> [VOTRE CONSIGNE] Écrivez la suite de l'article sur l'enlèvement de deux humanitaires à Bangui, en partant de sa dernière phrase.

> [TEXTE À LIRE]
^^^^^^^^
Deux personnes dont une Française, en mission humanitaire en Centrafrique ont été enlevées lundi à Bangui par des miliciens chrétiens anti-balaka mécontents de l'arrestation d'un de leurs chefs, soupçonné d'avoir été un des meneurs des massacres de musulmans en décembre 2013.
Ce premier enlèvement d'un ressortissant français dans le pays depuis le début de la crise en 2013 soulève aussi le problème de l'impunité des exactions commises de part et d'autres, alors qu'Amnesty International avait estimé en décembre que ce problème "alimentait la violence" qui a déjà fait des milliers de morts dans le pays.
Dans un communiqué publié dans la soirée, le Quai d'Orsay a appelé à "libérer au plus tôt" la femme enlevée, soulignant que "la France déplore cet acte contraire au droit humanitaire".
Le ministère français des Affaires étrangères a ajouté que l'ambassade de France à Bangui "est en contact permanent avec l?archevêché de la capitale centrafricaine qui a entamé des discussions avec les ravisseurs".
Cette Française et l'employé centrafricain enlevé en même temps qu'elle, font partie de l'ONG médicale catholique CODIS (Coordination Diocésaine de la Santé). Ils circulaient à bord d'un 4x4, qui transportait des médicaments, lorsqu'ils ont été braqués par un groupe de quatre hommes armés de Kalachnikov lundi matin vers 08H00 locales (07H00 GMT) à Bangui.
^^^^^^^^
> [Enregistrements conservés d'une collection]
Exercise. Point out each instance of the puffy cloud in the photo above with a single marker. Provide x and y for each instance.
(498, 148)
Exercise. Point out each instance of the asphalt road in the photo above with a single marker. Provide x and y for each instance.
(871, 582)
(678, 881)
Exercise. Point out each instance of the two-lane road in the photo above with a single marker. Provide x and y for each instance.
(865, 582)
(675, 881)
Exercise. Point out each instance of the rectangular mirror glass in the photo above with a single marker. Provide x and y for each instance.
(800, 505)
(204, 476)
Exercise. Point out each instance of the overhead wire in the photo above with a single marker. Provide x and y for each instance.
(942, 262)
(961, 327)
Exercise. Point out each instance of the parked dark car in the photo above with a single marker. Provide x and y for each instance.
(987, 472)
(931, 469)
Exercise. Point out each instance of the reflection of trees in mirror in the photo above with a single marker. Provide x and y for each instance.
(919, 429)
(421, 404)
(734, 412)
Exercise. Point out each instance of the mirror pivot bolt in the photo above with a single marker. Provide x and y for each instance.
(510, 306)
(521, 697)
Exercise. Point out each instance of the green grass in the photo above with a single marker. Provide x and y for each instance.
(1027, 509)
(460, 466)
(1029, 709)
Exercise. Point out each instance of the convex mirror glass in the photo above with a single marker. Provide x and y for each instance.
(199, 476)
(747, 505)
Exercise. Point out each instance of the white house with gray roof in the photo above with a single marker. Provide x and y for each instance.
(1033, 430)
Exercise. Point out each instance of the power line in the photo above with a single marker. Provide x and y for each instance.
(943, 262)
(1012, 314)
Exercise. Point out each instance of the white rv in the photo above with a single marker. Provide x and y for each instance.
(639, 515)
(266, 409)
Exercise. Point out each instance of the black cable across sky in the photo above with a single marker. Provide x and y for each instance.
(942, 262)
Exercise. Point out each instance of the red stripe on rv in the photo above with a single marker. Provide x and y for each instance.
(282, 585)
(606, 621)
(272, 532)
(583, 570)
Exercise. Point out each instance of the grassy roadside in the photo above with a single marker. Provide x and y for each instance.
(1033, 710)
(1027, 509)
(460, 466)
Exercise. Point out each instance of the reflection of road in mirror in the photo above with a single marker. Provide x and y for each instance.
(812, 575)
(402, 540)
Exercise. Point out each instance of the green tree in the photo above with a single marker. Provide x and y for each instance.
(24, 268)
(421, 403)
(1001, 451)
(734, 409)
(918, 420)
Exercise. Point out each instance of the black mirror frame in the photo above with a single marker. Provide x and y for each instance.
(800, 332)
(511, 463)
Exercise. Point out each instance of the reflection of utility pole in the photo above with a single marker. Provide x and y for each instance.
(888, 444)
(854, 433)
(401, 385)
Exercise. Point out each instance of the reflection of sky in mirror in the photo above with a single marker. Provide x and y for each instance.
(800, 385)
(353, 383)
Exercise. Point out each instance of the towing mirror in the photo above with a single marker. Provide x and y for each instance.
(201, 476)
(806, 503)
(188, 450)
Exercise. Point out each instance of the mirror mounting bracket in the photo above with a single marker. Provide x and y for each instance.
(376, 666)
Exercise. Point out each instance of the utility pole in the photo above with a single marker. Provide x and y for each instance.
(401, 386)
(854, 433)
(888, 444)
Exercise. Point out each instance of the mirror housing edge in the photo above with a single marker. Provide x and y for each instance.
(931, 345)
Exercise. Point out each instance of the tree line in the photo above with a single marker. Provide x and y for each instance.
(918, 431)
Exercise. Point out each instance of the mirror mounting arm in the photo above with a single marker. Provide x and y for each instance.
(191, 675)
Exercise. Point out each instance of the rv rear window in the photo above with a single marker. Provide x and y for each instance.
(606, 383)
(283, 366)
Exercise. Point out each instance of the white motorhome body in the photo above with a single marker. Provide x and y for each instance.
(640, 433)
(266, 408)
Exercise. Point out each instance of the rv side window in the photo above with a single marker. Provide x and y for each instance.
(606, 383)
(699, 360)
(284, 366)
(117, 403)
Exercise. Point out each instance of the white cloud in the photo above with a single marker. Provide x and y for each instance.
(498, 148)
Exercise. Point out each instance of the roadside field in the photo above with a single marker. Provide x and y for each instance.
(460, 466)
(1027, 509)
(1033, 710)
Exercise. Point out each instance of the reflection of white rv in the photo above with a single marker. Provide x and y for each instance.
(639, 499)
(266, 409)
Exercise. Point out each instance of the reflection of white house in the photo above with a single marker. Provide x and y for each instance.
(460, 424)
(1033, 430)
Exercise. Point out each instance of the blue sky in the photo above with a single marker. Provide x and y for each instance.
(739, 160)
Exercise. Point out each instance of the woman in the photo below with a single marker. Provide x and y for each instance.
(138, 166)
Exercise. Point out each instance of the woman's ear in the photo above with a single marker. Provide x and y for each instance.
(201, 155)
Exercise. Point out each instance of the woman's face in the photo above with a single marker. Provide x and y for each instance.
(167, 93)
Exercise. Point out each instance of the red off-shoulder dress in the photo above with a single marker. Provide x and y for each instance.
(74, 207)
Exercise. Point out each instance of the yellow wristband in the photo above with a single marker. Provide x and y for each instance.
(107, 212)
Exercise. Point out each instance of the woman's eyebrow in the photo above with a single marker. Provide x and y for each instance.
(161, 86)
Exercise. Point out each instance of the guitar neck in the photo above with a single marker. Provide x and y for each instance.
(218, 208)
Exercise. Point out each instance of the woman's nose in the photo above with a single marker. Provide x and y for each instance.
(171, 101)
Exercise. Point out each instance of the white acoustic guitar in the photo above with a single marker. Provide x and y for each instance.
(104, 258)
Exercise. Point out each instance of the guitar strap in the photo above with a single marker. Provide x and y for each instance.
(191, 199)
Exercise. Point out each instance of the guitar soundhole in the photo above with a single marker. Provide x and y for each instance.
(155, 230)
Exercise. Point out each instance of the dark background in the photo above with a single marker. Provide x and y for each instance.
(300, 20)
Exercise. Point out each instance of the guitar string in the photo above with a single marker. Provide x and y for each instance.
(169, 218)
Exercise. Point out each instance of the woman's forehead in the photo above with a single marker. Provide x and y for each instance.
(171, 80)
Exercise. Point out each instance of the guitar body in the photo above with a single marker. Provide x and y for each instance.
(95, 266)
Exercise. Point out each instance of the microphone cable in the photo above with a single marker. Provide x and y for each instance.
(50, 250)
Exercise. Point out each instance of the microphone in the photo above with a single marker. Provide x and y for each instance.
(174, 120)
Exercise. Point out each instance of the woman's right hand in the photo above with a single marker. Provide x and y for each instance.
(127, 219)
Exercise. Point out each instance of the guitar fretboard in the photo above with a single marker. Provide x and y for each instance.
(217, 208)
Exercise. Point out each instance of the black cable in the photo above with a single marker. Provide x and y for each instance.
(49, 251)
^^^^^^^^
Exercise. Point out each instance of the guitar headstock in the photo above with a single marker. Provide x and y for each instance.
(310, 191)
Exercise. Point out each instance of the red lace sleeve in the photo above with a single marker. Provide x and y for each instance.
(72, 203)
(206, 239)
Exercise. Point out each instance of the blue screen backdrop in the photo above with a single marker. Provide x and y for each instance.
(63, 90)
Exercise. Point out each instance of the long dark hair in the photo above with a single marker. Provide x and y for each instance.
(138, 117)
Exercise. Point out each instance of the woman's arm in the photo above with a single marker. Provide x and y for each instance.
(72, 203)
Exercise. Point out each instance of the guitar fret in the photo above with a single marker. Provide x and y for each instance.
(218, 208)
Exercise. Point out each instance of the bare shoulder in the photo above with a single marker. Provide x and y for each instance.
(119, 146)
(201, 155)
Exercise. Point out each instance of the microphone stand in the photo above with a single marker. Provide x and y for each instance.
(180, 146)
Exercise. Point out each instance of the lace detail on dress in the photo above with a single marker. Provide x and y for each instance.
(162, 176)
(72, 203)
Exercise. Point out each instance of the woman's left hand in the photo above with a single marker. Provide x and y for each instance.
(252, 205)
^^^^^^^^
> [RÉPONSE ATTENDUE]
"Nous étions trois à bord de notre véhicule en provenance de Damara (70 km au nord de Bangui) où nous étions en mission. Nous avons été arrêtés par un groupe de quatre (miliciens chrétiens) anti-balaka armés de Kalachnikov sortis devant nous sur la route en pleine ville", a raconté Frère Elkana Ndawatcha, un religieux qui conduisait le véhicule.
"Moi, j?ai été relâché après être dépouillé de tout ce que j?avais sur moi dont mon téléphone portable, mes documents bancaires et de l?argent. L?un des ravisseurs a pris ma place au volant pour partir avec le véhicule et mes deux collègues en profondeur du quartier Boy-Rabe", quartier du nord-est de Bangui où les anti-balaka sont puissants, a poursuivi le religieux.
- "Général Andjilo" -
Selon une source proche du dossier, l'enlèvement a été mené par des miliciens anti-balaka, mécontents de l?arrestation de Rodrigue Ngaïbona "général Andjilo", puissant chef anti-balaka arrêté samedi à Bouca (nord-ouest).
Les miliciens ont manifesté leur mécontentement dans le quartier de Boy-Rabe dimanche et lundi.
"Il y a en ce moment une vive tension à Boy-Rabe. Une personne a même été tuée cette nuit (de dimanche à lundi) par balles. Par ailleurs, de nombreux tirs d'armes automatiques ont été entendus toute la nuit et ce matin encore", a déclaré une source policière.
D'autres tentatives d'enlèvement ont eu lieu dimanche, selon des témoignages concordants.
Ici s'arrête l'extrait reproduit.